**Work task:** Retype everything from "Here are some" down to "and causing injuries." in the diabetic foot care text below, keeping every word and mark unchanged.

**Text excerpt:**
——————————

Diabetes is a chronic illness that can require lifelong treatment and care. Many complications can occur, some of which affect the feet. If you have diabetes, you’re at risk of developing serious complications like foot infections. Not attending to diabetic foot care carefully and consistently can lead to amputation of the toes, feet, or even the entire leg below the knee. Practicing good foot care, such as choosing appropriate socks, is essential for preventing possible complications.
People with diabetes are at risk for complications associated with having high blood sugar levels. One such complication is nerve damage (neuropathy). The most common type of neuropathy affects the nerves in the feet.
Symptoms of diabetic neuropathy include:
- numbness in the feet and toes
- sharp pains in the feet that are worse at night
- tingling or burning sensations in the feet
- muscle weakness
- foot deformities and ulcers
If you have diabetic neuropathy and have lost feeling in your feet, it’s possible to get injured and never feel it. A pebble stuck in your shoe, for instance, may rub against your foot and cause a small ulcer. If you don’t check your feet for these injuries, they can get worse and become infected. Good diabetic foot care means checking your feet every day for injuries, blisters, and infections. It also means wearing footwear that helps prevent injuries.
There are many different types of socks for people with diabetes. Generally, they’re designed to minimize foot injuries and keep feet dry and warm. Finding the right pair means selecting socks that best meet your needs.
Here are some characteristics of diabetic socks:
- seamless: Socks with seams can rub against your skin and cause blisters or ulcers. Most diabetic socks are made without them
- moisture-wicking: Keeping feet dry is important for preventing skin infections.
- breathable: Breathable fabrics help keep feet dry.
- warm: Diabetes can cause blood vessels to restrict, decreasing circulation to the feet. Fabrics that keep your feet warm help to improve blood circulation.
- square toe box: Socks that are too narrow can squeeze the toes, causing discomfort and allowing for moisture buildup between toes.
- fitted: Many diabetic socks conform to the foot and leg. This prevents loose fabric from rubbing against the skin and causing injuries.
- padded: Padding in the sock cushions the foot and protects it from injury.
Selecting your socks means choosing a pair that meets your particular needs as a person with diabetes. If you haven’t developed any type of neuropathy, just wear the socks that feel most comfortable. If you have new or worsening symptoms of neuropathy, you should see your doctor right away to discuss proper foot care.

——————————

**Stored data:**

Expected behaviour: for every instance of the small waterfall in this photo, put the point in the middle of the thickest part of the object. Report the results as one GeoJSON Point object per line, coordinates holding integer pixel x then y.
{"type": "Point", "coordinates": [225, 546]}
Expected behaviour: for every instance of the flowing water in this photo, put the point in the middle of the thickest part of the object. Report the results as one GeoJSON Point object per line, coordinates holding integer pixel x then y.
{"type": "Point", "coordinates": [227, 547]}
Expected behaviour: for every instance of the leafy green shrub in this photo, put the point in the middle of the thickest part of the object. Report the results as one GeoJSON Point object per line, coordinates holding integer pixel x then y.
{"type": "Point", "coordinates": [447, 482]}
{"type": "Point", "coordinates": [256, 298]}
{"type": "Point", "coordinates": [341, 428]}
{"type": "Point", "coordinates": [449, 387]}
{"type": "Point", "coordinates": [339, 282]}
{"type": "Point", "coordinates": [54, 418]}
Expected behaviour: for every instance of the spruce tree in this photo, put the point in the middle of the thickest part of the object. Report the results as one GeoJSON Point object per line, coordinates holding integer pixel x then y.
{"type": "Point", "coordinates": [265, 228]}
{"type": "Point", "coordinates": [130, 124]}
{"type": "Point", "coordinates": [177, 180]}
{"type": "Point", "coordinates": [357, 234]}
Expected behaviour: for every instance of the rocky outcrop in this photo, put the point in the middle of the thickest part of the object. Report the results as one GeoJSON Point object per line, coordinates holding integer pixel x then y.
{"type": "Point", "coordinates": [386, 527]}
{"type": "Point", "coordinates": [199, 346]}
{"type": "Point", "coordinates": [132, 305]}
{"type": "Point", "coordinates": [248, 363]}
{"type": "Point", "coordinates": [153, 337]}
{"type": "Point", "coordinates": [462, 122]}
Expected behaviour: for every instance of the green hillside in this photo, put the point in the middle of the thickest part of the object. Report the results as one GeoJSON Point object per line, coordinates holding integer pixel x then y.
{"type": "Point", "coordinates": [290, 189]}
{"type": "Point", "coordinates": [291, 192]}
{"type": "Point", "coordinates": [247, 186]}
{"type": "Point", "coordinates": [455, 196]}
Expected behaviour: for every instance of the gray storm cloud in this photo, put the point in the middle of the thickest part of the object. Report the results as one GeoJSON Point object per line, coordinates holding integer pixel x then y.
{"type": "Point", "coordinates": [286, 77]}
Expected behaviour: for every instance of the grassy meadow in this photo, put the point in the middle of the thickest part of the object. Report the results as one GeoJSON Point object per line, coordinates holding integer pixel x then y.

——————————

**Solution for this problem:**
Here are some characteristics of diabetic socks:
- seamless: Socks with seams can rub against your skin and cause blisters or ulcers. Most diabetic socks are made without them
- moisture-wicking: Keeping feet dry is important for preventing skin infections.
- breathable: Breathable fabrics help keep feet dry.
- warm: Diabetes can cause blood vessels to restrict, decreasing circulation to the feet. Fabrics that keep your feet warm help to improve blood circulation.
- square toe box: Socks that are too narrow can squeeze the toes, causing discomfort and allowing for moisture buildup between toes.
- fitted: Many diabetic socks conform to the foot and leg. This prevents loose fabric from rubbing against the skin and causing injuries.